DATA IN THIS EXERCISE:

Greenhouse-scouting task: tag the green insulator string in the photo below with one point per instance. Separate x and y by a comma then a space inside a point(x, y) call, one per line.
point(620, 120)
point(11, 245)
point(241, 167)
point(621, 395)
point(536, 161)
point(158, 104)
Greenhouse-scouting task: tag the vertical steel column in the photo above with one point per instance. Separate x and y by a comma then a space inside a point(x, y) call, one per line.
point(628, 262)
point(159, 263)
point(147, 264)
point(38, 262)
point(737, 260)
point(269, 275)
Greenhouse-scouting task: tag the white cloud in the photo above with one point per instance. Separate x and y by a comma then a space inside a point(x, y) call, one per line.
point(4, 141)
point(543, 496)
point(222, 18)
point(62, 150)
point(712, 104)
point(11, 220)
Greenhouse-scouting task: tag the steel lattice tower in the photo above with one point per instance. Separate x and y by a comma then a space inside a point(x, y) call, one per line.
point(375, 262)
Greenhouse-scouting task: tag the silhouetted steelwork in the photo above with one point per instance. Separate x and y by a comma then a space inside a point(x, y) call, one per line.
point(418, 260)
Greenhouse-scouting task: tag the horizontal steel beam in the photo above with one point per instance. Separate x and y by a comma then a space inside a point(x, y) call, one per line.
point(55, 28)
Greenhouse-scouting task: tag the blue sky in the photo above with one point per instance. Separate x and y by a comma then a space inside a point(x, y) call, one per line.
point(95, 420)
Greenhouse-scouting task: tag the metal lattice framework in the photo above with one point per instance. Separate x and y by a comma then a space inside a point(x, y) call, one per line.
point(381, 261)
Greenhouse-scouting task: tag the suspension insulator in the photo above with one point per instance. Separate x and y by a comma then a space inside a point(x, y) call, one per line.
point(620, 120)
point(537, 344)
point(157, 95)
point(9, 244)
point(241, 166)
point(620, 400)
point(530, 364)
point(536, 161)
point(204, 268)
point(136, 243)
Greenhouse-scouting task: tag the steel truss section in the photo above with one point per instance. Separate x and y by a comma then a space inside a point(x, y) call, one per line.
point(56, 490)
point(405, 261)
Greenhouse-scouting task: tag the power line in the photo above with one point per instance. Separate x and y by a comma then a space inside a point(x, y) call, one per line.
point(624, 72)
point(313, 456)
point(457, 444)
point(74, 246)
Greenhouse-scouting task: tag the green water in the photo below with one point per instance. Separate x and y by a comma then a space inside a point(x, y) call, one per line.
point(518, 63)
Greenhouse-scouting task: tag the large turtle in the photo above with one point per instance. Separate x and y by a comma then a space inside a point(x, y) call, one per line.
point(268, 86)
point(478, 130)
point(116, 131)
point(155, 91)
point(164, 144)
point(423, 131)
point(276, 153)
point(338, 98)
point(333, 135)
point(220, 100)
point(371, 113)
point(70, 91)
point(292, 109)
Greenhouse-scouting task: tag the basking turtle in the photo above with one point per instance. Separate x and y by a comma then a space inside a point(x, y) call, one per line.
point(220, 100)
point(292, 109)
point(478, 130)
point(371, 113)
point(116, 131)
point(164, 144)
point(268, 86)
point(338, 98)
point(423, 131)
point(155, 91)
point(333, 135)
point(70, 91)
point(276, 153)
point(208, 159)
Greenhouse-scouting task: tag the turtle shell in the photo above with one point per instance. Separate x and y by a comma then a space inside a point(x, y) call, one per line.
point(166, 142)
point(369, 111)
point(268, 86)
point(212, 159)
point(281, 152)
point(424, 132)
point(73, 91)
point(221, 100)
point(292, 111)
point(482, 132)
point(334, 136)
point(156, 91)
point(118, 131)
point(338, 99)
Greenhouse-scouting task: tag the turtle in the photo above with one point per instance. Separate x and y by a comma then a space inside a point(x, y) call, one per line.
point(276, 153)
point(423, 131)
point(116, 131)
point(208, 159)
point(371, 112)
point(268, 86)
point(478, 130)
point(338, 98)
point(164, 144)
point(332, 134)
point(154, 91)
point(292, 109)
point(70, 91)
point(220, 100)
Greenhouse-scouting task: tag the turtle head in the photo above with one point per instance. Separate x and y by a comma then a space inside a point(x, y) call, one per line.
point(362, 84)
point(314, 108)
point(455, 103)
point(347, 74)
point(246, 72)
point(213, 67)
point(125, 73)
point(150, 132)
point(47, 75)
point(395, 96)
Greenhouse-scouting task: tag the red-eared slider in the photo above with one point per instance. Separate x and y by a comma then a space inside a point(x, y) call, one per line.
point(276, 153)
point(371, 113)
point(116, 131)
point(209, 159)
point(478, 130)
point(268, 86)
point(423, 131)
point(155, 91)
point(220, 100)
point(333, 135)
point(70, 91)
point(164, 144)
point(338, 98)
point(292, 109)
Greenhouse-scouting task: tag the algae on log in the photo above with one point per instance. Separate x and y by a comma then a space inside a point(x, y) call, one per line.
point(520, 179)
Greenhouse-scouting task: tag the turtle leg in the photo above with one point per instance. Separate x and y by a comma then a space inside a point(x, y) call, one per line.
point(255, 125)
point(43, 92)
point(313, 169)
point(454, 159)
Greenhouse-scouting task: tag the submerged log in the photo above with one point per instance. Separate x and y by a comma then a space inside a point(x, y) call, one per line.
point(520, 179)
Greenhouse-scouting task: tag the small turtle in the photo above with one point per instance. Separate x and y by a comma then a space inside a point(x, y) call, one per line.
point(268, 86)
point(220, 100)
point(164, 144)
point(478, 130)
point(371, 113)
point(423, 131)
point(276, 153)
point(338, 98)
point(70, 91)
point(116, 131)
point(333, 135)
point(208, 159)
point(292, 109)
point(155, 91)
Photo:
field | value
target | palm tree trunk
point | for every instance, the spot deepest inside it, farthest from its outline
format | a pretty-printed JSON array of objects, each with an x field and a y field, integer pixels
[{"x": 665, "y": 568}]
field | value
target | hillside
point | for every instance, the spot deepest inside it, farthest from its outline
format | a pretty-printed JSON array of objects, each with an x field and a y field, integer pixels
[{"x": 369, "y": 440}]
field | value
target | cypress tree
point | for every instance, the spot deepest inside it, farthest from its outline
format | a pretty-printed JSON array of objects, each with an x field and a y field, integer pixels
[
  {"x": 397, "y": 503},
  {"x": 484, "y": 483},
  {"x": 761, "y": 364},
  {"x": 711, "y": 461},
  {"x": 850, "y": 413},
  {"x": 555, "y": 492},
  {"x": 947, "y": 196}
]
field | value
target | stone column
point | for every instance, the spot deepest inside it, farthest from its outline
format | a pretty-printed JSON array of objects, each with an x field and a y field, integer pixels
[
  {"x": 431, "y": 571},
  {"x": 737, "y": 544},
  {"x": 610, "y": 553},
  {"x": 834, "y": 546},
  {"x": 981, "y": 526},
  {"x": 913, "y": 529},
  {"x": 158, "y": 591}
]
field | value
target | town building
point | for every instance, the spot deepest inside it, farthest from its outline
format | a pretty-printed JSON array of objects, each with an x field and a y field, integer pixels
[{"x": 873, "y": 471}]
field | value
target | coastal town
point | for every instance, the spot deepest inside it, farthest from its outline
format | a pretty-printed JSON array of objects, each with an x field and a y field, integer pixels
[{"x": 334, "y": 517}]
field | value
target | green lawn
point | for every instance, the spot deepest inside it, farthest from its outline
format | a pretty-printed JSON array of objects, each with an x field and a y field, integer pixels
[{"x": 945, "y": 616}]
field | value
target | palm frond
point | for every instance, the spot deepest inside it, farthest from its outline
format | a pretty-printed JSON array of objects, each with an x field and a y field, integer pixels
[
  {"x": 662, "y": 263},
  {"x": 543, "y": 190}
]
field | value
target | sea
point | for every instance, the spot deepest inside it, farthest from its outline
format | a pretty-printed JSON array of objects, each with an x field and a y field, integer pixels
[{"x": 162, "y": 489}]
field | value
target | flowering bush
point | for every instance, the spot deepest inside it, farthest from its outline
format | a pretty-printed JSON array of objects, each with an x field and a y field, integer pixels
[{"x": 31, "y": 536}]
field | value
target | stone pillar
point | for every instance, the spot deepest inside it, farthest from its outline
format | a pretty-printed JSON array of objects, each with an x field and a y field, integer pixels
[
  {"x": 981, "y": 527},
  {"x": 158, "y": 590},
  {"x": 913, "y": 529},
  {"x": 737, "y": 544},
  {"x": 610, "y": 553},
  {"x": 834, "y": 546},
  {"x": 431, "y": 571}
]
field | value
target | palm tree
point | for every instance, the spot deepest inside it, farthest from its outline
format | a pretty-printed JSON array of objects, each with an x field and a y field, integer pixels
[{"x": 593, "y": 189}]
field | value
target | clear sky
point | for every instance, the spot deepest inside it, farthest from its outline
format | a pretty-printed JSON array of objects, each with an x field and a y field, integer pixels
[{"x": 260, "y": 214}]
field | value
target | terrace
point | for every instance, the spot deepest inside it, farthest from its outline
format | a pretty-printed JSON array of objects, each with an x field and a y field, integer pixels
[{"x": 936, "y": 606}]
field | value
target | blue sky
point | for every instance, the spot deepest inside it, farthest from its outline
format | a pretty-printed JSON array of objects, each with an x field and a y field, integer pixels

REQUIREMENT: When a line in the records above holds "palm", that line is to be reported.

SOLUTION FOR THIS PROBLEM:
target | palm tree trunk
target | palm frond
target | palm tree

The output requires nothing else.